- Document section:
[Start of Attachment]

Margulies, who had been battling cancer, died Tuesday at Cedars-Sinai Medical Center, family friend Maurice Segal said Wednesday.
The producer earned three Emmy awards during his career. The first was for the 1977 miniseries Roots, and the second for Roots: The Next Generations in 1979. The series chronicled the family of the late author Alex B. Haley from slavery to present times.
Margulies' third Emmy was for 1991's Separate but Equal, which starred Sidney Poitier in a docudrama about the early career of Thurgood Marshall, the first black U.S. Supreme Court justice.
Margulies helped produce the 1973 film documentary Visions of Eight, about the 1972 Olympics. It won a Golden Globe for best documentary.
The American Film Institute honored him in 1996 with its annual Producer of the Year Award, presented for "a distinguished, career-long contribution to the world of television and entertainment."

[End of Attachment]

- Using the information:
**1.** According to the Margulies obituary, what award did the documentary Visions of Eight win?
**2.** List every film, series, or miniseries title that the Margulies obituary names.
**3.** Write a continuation of the Margulies obituary that picks up after its final sentence.
The entries after this point are separate material and have no connection to the obituary.

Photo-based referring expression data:
[Start of Attachment]

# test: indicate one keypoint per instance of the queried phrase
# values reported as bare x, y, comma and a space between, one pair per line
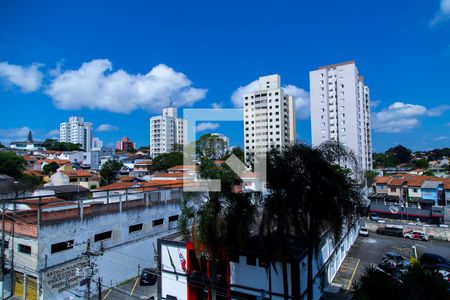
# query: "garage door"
31, 286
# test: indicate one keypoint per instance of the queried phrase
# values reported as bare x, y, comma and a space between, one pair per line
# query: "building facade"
76, 131
97, 143
46, 252
340, 110
167, 132
125, 144
269, 117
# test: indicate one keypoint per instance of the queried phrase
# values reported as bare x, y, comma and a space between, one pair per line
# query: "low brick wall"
434, 232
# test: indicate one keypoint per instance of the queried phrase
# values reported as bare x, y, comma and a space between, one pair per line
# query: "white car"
364, 230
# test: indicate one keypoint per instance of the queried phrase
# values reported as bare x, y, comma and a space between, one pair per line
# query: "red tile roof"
77, 173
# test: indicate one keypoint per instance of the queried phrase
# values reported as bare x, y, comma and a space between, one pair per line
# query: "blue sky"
118, 62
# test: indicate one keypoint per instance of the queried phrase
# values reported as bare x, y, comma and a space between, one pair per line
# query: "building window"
158, 222
24, 249
134, 228
58, 247
102, 236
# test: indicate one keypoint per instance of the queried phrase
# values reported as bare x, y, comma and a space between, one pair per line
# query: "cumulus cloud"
206, 126
400, 117
443, 14
96, 86
8, 135
106, 128
301, 100
301, 96
28, 79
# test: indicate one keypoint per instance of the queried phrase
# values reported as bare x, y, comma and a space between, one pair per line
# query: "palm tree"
309, 196
220, 222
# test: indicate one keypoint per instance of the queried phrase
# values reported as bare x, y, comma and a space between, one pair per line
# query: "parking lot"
369, 250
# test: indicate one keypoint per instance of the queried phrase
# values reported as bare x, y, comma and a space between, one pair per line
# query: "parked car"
391, 231
374, 216
401, 261
148, 276
388, 265
364, 230
416, 235
432, 261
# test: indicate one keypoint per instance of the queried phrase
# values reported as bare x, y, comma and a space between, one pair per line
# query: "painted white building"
122, 234
166, 131
269, 117
340, 109
76, 131
251, 274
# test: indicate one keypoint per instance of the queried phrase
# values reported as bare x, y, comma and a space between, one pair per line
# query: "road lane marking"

[End of Attachment]

- Answers for the tasks:
**1.** A Golden Globe for best documentary.

**2.** Roots; Roots: The Next Generations; Separate but Equal; Visions of Eight

**3.**
Born in New York City, Margulies served in the Army Air Force and the infantry during World War II. Later, he wrote for several military newspapers and worked as a reporter in Salt Lake City.
In addition to his TV work, he produced nine films for theatrical release, including Forty Pounds of Trouble, Those Magnificent Men in Their Flying Machines and Willy Wonka and the Chocolate Factory.
His last production was the TV movie Dash and Lilly, about mystery writer Dashiell Hammett.